Task to carry out: Please repeat the listing below in its entirety, exactly.

Supplied entries:
*** Block opens ***

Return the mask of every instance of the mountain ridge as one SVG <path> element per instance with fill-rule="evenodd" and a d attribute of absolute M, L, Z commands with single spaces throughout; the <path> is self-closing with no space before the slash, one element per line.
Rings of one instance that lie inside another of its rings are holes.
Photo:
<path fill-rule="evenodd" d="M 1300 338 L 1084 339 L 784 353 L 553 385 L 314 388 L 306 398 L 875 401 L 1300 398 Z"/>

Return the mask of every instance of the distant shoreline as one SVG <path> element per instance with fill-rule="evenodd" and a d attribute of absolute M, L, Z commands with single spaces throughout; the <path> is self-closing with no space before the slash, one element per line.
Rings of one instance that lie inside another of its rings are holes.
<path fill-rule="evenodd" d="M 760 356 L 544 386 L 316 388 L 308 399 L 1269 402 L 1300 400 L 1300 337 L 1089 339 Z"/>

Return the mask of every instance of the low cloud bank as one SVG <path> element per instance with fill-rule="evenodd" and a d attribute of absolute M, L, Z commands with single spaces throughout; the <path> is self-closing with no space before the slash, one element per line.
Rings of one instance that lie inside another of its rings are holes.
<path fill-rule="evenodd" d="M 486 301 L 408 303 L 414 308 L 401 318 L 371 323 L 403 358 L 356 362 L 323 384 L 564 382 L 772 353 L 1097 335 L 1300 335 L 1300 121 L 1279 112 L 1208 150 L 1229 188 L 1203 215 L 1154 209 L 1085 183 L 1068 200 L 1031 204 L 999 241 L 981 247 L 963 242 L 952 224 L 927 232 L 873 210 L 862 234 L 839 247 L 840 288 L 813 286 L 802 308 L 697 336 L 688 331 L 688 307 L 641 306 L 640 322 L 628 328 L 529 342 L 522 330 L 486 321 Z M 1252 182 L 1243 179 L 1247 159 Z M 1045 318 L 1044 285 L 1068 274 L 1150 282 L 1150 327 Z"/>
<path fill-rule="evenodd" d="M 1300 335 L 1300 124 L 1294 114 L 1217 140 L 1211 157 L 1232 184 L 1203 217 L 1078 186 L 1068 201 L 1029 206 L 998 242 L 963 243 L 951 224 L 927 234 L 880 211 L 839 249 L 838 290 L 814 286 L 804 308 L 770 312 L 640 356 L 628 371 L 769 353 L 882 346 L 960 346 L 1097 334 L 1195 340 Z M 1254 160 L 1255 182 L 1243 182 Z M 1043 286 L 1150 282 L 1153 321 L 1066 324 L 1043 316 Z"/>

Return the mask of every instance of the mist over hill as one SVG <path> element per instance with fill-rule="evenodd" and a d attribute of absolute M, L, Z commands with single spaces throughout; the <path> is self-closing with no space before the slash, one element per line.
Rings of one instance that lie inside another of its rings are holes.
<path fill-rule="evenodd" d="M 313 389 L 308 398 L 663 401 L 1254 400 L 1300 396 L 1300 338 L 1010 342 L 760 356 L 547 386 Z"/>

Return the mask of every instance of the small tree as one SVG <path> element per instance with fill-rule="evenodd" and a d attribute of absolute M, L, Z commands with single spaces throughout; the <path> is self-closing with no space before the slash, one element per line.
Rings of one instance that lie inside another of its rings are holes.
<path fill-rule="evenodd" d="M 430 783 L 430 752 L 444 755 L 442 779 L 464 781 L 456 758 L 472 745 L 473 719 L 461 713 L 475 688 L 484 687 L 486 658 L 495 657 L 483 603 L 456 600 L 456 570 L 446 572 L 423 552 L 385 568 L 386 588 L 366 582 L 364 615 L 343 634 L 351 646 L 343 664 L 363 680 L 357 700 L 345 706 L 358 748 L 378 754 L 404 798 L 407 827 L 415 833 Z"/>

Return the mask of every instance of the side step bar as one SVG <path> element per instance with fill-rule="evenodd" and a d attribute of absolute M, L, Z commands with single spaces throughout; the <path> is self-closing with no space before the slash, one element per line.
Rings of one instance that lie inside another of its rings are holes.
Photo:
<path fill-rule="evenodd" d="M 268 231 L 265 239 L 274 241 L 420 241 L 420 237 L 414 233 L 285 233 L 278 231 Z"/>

*** Block closes ***

Response:
Return the mask of every instance of the mountain ridge as one SVG <path> element per instance with fill-rule="evenodd" and a d attribute of absolute M, L, Z commands with single spaces throughout; the <path> is self-closing with no space before the slash, one element per line.
Rings of one instance that lie inside another of its rings are holes.
Photo:
<path fill-rule="evenodd" d="M 1300 338 L 1084 339 L 784 353 L 553 385 L 314 388 L 306 398 L 875 401 L 1300 398 Z"/>

Return the mask of every instance of the distant shoreline as one SVG <path> element per instance with fill-rule="evenodd" and a d attribute of absolute M, L, Z commands with single spaces throughout; the <path> is self-closing with no space before the slash, one element per line.
Rings of one instance that lie inside another of its rings are holes.
<path fill-rule="evenodd" d="M 760 356 L 544 386 L 316 388 L 308 399 L 1269 402 L 1300 400 L 1300 337 L 1089 339 Z"/>

Return the mask of every instance of the low cloud bank as one SVG <path> element per instance with fill-rule="evenodd" and a d attribute of absolute M, L, Z commands with single spaces throughout; the <path> is self-closing with no space before the slash, one element per line.
Rings of one instance that lie inside another of its rings are holes.
<path fill-rule="evenodd" d="M 486 301 L 408 303 L 414 308 L 401 318 L 371 323 L 403 358 L 356 362 L 323 384 L 564 382 L 772 353 L 1097 335 L 1300 335 L 1300 121 L 1279 112 L 1208 150 L 1229 188 L 1203 215 L 1154 209 L 1085 183 L 1068 200 L 1031 204 L 999 241 L 981 247 L 963 242 L 952 224 L 927 232 L 873 210 L 862 234 L 839 247 L 840 288 L 813 286 L 802 308 L 697 336 L 688 331 L 688 307 L 641 306 L 640 322 L 628 328 L 529 342 L 522 330 L 486 321 Z M 1252 182 L 1243 179 L 1247 159 Z M 1045 318 L 1044 285 L 1068 274 L 1150 282 L 1150 327 Z"/>
<path fill-rule="evenodd" d="M 1300 335 L 1300 124 L 1294 114 L 1217 140 L 1211 157 L 1232 184 L 1203 217 L 1078 186 L 1068 201 L 1029 206 L 998 242 L 963 243 L 951 224 L 927 234 L 880 211 L 839 249 L 838 290 L 814 286 L 804 308 L 770 312 L 640 356 L 628 371 L 769 353 L 882 346 L 960 346 L 1097 334 L 1195 340 Z M 1254 160 L 1255 182 L 1243 182 Z M 1043 286 L 1150 282 L 1153 321 L 1066 324 L 1043 316 Z"/>

Return the mask of every instance of the mist over hill as one SVG <path> element per instance with fill-rule="evenodd" and a d attribute of absolute M, L, Z commands with single spaces throughout; the <path> is self-closing with no space before the slash, one element per line.
Rings of one instance that lie inside another of its rings are holes.
<path fill-rule="evenodd" d="M 313 389 L 308 398 L 663 401 L 1254 400 L 1300 396 L 1300 338 L 1010 342 L 760 356 L 547 386 Z"/>

Return the mask of every instance of the small tree as one SVG <path> element per instance with fill-rule="evenodd" and a d attribute of absolute M, L, Z commands with single spaces throughout; the <path> is self-closing with no space before the slash, one element per line.
Rings of one instance that lie inside another of its rings are holes.
<path fill-rule="evenodd" d="M 430 783 L 430 752 L 444 755 L 442 779 L 464 781 L 456 758 L 472 745 L 473 719 L 461 713 L 475 688 L 484 687 L 486 658 L 495 657 L 483 603 L 456 600 L 456 570 L 446 572 L 423 552 L 385 568 L 386 588 L 366 582 L 364 615 L 343 634 L 351 646 L 343 664 L 363 680 L 357 700 L 345 706 L 358 748 L 378 754 L 404 798 L 407 827 L 415 833 Z"/>

Return the mask of every instance of the side step bar as one SVG <path> element per instance with fill-rule="evenodd" and a d attribute of absolute M, L, Z commands with single spaces throughout; the <path> is self-closing with no space before the slash, one element per line.
Rings of one instance that lie inside another of its rings are holes.
Photo:
<path fill-rule="evenodd" d="M 268 231 L 265 239 L 274 241 L 420 241 L 420 237 L 414 233 L 285 233 L 278 231 Z"/>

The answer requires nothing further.